> Written exercise
Reproduce the entries below without any changes, beginning with the line that contains "job | pin one point per instance of the brown wing" and continuing through the final line of the entries.

Dataset rows on where objects appear
<<<<
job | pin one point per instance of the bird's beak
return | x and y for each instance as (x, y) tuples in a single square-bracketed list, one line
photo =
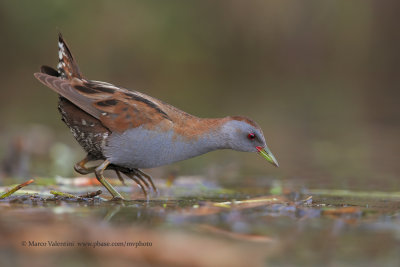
[(267, 154)]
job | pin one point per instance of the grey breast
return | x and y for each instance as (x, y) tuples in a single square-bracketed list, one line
[(142, 148)]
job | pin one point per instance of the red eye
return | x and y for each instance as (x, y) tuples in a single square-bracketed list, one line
[(251, 136)]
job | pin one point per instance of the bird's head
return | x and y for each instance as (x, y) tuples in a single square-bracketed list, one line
[(243, 134)]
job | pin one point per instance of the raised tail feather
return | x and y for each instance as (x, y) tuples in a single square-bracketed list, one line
[(67, 67)]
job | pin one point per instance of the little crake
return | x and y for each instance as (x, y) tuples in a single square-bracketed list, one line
[(129, 130)]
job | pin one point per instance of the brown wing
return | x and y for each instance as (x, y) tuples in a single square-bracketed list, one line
[(118, 109)]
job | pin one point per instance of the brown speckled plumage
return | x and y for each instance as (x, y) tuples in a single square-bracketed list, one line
[(129, 130)]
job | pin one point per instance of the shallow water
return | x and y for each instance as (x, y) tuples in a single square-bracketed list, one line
[(222, 227)]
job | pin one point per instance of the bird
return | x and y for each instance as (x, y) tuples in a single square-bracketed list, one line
[(126, 130)]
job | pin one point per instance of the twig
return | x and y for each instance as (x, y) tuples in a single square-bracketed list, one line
[(16, 188), (62, 194), (92, 194)]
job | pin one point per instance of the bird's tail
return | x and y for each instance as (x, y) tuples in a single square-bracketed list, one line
[(67, 67)]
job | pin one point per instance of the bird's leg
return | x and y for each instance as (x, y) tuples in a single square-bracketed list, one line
>>>>
> Solution
job | pin one point per instance of the brown wing
return | x and y for each instance as (x, y) tuples in a single square-bracketed list, one line
[(118, 109)]
job | pin one point per instance of the brown speckled plumage
return | x and y for each instance as (x, y) tuples in a single square-bracketed list, one line
[(129, 130)]
job | pin one point per instance of the shallow water
return | x and y for each instance as (x, y) tuples in a single square-bracketed list, one line
[(222, 227)]
job | pin one point per instance of the bird
return | x and y for each instance as (x, y) tuples in a single square-bracketed list, one line
[(126, 130)]
job | pin one point per instance of the twig
return | x and y for each instance as (x, y) tuples in a single square-bracketed list, one line
[(16, 188), (62, 194), (92, 194)]
job | pin one point per instance of the bird's tail
return | x and y for each instance as (x, y) tuples in a single square-bracketed list, one line
[(67, 67)]
job | pin one point per instance of the bird's leg
return | x and y for each instance as (x, y) tuples in a single square-bracketed list, one line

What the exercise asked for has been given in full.